### LISTING ###

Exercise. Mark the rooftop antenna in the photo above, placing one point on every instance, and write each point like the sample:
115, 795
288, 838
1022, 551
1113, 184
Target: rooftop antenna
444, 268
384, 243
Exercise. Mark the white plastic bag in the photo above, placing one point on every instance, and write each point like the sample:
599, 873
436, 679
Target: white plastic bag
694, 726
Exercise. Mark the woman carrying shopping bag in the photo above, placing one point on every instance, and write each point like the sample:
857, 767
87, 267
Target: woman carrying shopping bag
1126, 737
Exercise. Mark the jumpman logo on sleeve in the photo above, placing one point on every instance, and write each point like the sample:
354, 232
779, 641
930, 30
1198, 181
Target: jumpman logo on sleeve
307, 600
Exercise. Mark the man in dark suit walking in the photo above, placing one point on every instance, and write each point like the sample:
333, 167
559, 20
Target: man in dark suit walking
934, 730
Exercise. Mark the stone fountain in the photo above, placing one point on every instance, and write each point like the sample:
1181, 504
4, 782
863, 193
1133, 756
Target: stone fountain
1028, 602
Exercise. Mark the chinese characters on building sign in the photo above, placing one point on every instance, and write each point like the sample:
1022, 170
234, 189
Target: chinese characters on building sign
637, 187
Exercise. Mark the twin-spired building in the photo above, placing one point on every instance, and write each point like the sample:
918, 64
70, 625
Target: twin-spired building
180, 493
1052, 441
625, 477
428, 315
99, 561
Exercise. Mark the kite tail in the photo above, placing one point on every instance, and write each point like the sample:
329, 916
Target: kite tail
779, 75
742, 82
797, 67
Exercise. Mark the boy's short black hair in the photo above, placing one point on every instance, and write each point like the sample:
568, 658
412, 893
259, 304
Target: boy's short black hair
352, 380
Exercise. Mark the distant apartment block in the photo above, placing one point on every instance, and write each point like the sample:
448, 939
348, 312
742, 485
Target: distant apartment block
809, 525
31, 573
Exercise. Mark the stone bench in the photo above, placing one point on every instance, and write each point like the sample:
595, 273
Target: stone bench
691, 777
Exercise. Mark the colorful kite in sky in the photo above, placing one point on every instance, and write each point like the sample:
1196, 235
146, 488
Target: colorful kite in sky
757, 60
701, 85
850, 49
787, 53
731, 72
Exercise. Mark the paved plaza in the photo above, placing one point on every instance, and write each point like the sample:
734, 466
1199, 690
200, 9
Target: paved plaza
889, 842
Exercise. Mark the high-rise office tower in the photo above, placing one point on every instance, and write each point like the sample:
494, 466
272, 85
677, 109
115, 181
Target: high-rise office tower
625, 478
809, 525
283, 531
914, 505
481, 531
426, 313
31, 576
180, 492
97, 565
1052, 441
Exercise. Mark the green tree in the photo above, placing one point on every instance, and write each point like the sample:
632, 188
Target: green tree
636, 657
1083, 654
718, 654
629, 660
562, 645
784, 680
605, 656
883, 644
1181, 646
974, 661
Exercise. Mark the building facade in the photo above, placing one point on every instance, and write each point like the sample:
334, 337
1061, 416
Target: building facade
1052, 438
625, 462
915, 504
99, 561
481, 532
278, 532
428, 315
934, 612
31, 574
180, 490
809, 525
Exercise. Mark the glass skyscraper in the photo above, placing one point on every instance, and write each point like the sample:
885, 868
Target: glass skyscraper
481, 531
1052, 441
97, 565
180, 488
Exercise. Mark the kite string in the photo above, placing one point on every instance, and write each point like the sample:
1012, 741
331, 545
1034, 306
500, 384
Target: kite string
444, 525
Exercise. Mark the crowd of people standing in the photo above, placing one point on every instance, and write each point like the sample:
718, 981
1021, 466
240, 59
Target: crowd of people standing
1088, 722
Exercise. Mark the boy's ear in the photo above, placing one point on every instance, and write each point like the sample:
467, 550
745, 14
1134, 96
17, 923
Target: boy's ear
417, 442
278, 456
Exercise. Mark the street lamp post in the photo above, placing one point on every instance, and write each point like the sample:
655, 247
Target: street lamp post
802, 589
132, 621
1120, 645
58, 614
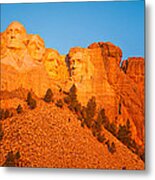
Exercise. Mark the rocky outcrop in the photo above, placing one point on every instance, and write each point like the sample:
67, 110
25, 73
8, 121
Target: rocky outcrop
26, 63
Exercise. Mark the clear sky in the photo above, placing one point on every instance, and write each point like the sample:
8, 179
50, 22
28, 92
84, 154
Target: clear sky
65, 25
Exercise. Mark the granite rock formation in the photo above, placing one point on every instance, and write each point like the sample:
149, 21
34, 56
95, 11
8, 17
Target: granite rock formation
95, 70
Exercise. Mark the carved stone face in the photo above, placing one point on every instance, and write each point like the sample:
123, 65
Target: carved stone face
51, 62
3, 48
15, 36
36, 47
77, 66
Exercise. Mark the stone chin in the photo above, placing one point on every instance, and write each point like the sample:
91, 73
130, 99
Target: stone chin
36, 57
14, 44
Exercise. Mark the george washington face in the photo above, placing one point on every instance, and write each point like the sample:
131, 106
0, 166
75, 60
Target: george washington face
36, 47
15, 36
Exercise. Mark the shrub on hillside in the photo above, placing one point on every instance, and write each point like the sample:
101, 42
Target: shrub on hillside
124, 134
19, 109
11, 159
111, 147
48, 96
90, 112
59, 103
101, 138
30, 101
2, 114
1, 132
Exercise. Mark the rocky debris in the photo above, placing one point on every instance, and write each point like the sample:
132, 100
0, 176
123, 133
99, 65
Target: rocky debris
52, 137
94, 70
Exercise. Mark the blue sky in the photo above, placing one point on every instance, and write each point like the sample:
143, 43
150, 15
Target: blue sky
65, 25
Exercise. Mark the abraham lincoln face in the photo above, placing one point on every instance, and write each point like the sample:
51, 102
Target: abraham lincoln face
52, 62
77, 66
15, 36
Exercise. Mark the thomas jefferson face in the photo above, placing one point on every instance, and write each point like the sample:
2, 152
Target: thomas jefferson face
36, 48
15, 36
51, 62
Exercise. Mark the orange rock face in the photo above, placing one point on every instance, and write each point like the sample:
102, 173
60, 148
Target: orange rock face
94, 70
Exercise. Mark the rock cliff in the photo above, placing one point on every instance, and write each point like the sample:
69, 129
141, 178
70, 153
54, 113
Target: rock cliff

###

TASK DETAILS
Could you change "photo" to "image" everywhere in the listing, keep everything else the same, and leave the pictures out of your reply?

RESULT BELOW
Exercise. Mark the rooftop antenna in the image above, placing one point on every instance, and write each point like the sample:
115, 795
288, 838
1022, 551
1113, 184
Target: rooftop antenna
444, 268
384, 243
Exercise. Mark the white plastic bag in the image above, placing one point on every instance, and write each point like the sample:
599, 873
436, 679
Target: white plastic bag
694, 726
Exercise. Mark the woman carrying shopping bag in the image above, placing one point on every instance, and write each point like the sample:
857, 767
87, 267
Target: woman carrying shopping bag
1126, 737
Exercise. Mark the jumpman logo on sleeve in the image above, placing one point on every instance, and write each point like the sample:
354, 232
779, 641
930, 30
1198, 181
Target: jumpman logo on sleeve
307, 600
Exercise. Mark the man in dark suit walking in the image above, placing one point on every instance, and write each point like the sample:
333, 167
559, 20
Target: man in dark suit walking
934, 730
Exercise. Mark the stone fountain in the image above, placing one point on every instance, and write each point like the sample:
1181, 504
4, 782
863, 193
1133, 756
Target: stone fountain
1028, 602
Exercise. Mark the chinese characters on building sign in the image above, placing one point on every instance, and write each point like the sample:
1022, 170
234, 189
Target: chinese characters on building sign
637, 187
Exercise. Mark the twin-spired building in the image above, placing one point on every instance, and write each point like the sample:
918, 64
70, 625
Target: twin-spired building
180, 493
1052, 441
625, 477
428, 315
99, 561
Exercise. Mark the kite tail in the image above, placing one point on every instance, and write each point like the sample:
329, 916
Target: kite tail
779, 75
742, 82
797, 67
Exercise. Mark the boy's short black hair in the image above, placing one point on every instance, and write each point like the sample:
568, 658
412, 893
259, 304
Target: boy's short black hair
352, 380
Exercise. Mark the distant apartment block in the image above, placing one point on every instance, and write each point like the sample:
448, 939
348, 312
742, 485
Target: distant apartment block
809, 525
31, 573
Exercise. Mark the stone bench in the image above, placing one point on every instance, and write each point like the sample:
595, 273
Target: stone bench
691, 777
Exercise. Mark the colorful kite in sky in the image above, placing one point on every instance, and write each point like the sample:
1196, 235
146, 488
Target: colorful kite in sky
757, 60
701, 85
850, 49
787, 53
731, 72
Exercise. Mark the paved plaza in the image above, placing one point on every instance, and write each point like the sample:
734, 466
1199, 690
200, 9
Target: paved plaza
889, 842
Exercise. Mark the high-rise office tower in the image above, placing one point on every instance, and write each point like the sample:
494, 466
272, 85
677, 109
115, 181
Target: high-rise office tower
625, 478
809, 525
283, 531
914, 505
481, 531
426, 313
31, 576
180, 492
97, 565
1052, 441
Exercise. Mark the green tree in the image above, placing one point on every instance, and write each point like the sample:
632, 188
Target: green tree
636, 657
1083, 654
718, 654
629, 660
562, 645
784, 680
605, 656
883, 644
1181, 646
974, 661
Exercise. Mark the building facade in the image above, placing one point on every instance, and write each point like the sample:
334, 337
1061, 416
Target: building facade
1052, 438
625, 462
915, 504
99, 561
481, 532
278, 532
428, 315
934, 612
31, 574
180, 490
809, 525
Exercise. Mark the glass skyscraper in the image above, placing one point on every instance, and write each point like the sample:
885, 868
Target: glass skyscraper
481, 531
1052, 441
97, 565
180, 488
Exercise. Mark the kite string in the image above, placing one point on every instance, and write each point like the sample:
1012, 741
331, 545
1034, 306
500, 384
Target: kite string
444, 525
Exercise. Mark the crowd of people standing in the image above, placing one point on every instance, and write each point like the sample:
718, 981
1021, 466
240, 59
Target: crowd of people standing
1088, 722
Exercise. Mark the boy's ear in the image above, placing one point on every instance, and write each point like the sample:
467, 550
745, 14
1134, 96
17, 923
Target: boy's ear
417, 442
278, 456
Exercise. Mark the street lamp post in the image above, placing one point on every instance, and write each point like the sample:
655, 247
Target: street lamp post
802, 589
132, 621
1120, 645
58, 614
Exercise. Mark the rocky outcrop in the image above, placing one point on every instance, and write each point like the sample:
67, 110
25, 73
8, 121
Target: rocky outcrop
26, 63
Exercise. Mark the clear sky in the image above, placing one point on every instance, and write each point like the sample:
8, 179
50, 22
28, 92
84, 154
Target: clear sky
65, 25
Exercise. Mark the granite rock formation in the image above, placing one point on every instance, and write each point like the sample:
149, 21
34, 56
95, 11
8, 17
Target: granite rock formation
95, 70
Exercise. Mark the carved stone face in the image above, placing one point on every instance, and write each point like the sample:
123, 65
Target: carved stone face
51, 62
3, 48
15, 36
36, 47
77, 66
Exercise. Mark the stone chin in the image above, placing one point on every instance, and write each point like the sample:
91, 73
130, 99
Target: stone chin
36, 57
14, 44
Exercise. Mark the george washington face in the image above, placing one point on every instance, and write each point like the sample:
131, 106
0, 166
75, 60
Target: george washington face
36, 47
15, 36
Exercise. Mark the shrub on hillside in the image above, placing one point on every instance, and write each point like the sample:
101, 42
Target: shrub on hillside
124, 134
19, 109
11, 159
111, 147
48, 96
90, 112
59, 103
101, 138
30, 101
2, 114
1, 132
Exercise. Mark the rocky debris in the image above, placing one point on every instance, and write each point like the sample:
132, 100
0, 176
123, 133
99, 65
Target: rocky debris
52, 137
94, 70
Exercise. Mark the blue sky in the image above, placing one point on every instance, and write each point like the sample:
143, 43
150, 15
Target: blue sky
65, 25
Exercise. Mark the abraham lincoln face in the image above, placing one point on every instance, and write each point like the sample:
51, 102
Target: abraham lincoln face
52, 62
77, 66
15, 36
Exercise. Mark the thomas jefferson face in the image above, placing one point on every instance, and write each point like the sample:
2, 152
Target: thomas jefferson face
36, 48
15, 36
51, 62
Exercise. Mark the orange rock face in the image above, placing one point on every instance, and write each point like the sample:
102, 173
60, 148
Target: orange rock face
94, 70
Exercise. Mark the rock cliff in the image above, placing one point on every instance, and write each point like the sample:
69, 129
141, 178
70, 153
54, 113
Target: rock cliff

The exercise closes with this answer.